> [SELECTION]
————————
Bob Behnken and Doug Hurley made history getting to the space station aboard a Crew Dragon capsule. They've undocked from the ISS and are coming home.

Astronauts Bob Behnken and Doug Hurley strapped into Crew Dragon prior to the launch scrub May 27.

SpaceX

Update, Aug. 2, 11:54 a.m. PT: Crew Dragon has successfully splashed down. Read about it here.

The SpaceX Crew Dragon Demo-2 mission has been smooth sailing so far for NASA's Commercial Crew Program. Astronauts Bob Behnken and Doug Hurley launched to the International Space Station in late May and are now almost back to Earth.

Crew Dragon successfully undocked from the ISS at 4:35 p.m. PT on Saturday. NASA has been broadcasting the return process through a livestream on NASA TV

Splashdown in the Gulf of Mexico is on schedule for 11:48 a.m. PT. There will be about an hour of excitement prior to that moment as Crew Dragon deorbits and re-enters Earth's atmosphere.
————————
> [STORED ROWS]
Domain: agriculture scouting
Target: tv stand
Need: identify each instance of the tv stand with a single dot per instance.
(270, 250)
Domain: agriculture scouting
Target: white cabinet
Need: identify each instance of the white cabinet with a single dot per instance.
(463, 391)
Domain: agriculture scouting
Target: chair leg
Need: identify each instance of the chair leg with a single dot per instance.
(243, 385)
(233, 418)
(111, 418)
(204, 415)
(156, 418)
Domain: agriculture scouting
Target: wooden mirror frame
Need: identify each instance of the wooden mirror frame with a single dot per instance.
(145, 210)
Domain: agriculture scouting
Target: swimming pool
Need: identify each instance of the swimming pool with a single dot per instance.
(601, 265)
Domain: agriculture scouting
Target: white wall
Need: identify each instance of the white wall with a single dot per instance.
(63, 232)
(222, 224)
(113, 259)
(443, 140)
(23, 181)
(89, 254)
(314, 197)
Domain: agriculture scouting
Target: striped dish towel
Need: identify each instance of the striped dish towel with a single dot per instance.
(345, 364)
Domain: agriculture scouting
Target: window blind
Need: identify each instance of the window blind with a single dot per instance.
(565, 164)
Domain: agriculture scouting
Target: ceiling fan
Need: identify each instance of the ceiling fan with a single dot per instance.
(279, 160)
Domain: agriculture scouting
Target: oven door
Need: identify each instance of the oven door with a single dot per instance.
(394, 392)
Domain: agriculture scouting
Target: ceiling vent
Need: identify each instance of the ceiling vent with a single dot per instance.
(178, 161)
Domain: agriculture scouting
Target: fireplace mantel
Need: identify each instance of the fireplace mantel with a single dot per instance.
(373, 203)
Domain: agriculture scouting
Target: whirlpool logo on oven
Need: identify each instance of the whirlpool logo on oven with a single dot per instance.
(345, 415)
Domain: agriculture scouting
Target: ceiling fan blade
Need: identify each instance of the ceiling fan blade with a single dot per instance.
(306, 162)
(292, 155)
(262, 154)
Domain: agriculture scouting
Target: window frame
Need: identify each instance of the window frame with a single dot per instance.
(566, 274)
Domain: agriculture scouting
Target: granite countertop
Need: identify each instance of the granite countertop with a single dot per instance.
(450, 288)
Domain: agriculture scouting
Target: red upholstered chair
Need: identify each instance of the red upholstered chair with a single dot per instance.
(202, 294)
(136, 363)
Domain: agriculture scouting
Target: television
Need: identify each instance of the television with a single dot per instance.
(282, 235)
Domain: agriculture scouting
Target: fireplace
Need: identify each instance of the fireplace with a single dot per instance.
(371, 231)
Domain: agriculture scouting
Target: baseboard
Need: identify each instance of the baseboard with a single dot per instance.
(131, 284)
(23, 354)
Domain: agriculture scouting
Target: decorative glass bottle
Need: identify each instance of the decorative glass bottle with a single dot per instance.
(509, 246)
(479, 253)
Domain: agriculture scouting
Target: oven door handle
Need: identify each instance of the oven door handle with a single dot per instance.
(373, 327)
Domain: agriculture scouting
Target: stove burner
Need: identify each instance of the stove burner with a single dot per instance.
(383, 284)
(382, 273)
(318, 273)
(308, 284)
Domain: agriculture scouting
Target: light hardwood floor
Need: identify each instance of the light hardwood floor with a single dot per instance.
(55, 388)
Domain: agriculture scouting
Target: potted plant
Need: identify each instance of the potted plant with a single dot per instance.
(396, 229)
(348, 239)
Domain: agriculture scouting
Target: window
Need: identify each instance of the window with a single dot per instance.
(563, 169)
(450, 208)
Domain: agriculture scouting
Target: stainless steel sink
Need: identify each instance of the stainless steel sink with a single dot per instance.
————————
> [STATED TASK] Extend the article on the Crew Dragon Demo-2 return from the point where it stops. The data is drawn from a separate source.

> [REPLY]
NASA and SpaceX are planning on a water landing off the coast of Pensacola, Florida, on Sunday while continuing to monitor any impact from Hurricane Isaias. 

This will be the first crew recovery at sea of NASA astronauts since 1975 at the end of the Apollo moon exploration era, the space agency tweeted on Sunday.

A post-splashdown news conference is set for 1:30 p.m. PT on NASA TV.

The reentry process is dramatic. "Crew Dragon will be traveling at orbital velocity prior to reentry, moving at approximately 17,500 miles per hour. The maximum temperature it will experience on reentry is approximately 3,500 degrees Fahrenheit," said NASA in a statement on July 24.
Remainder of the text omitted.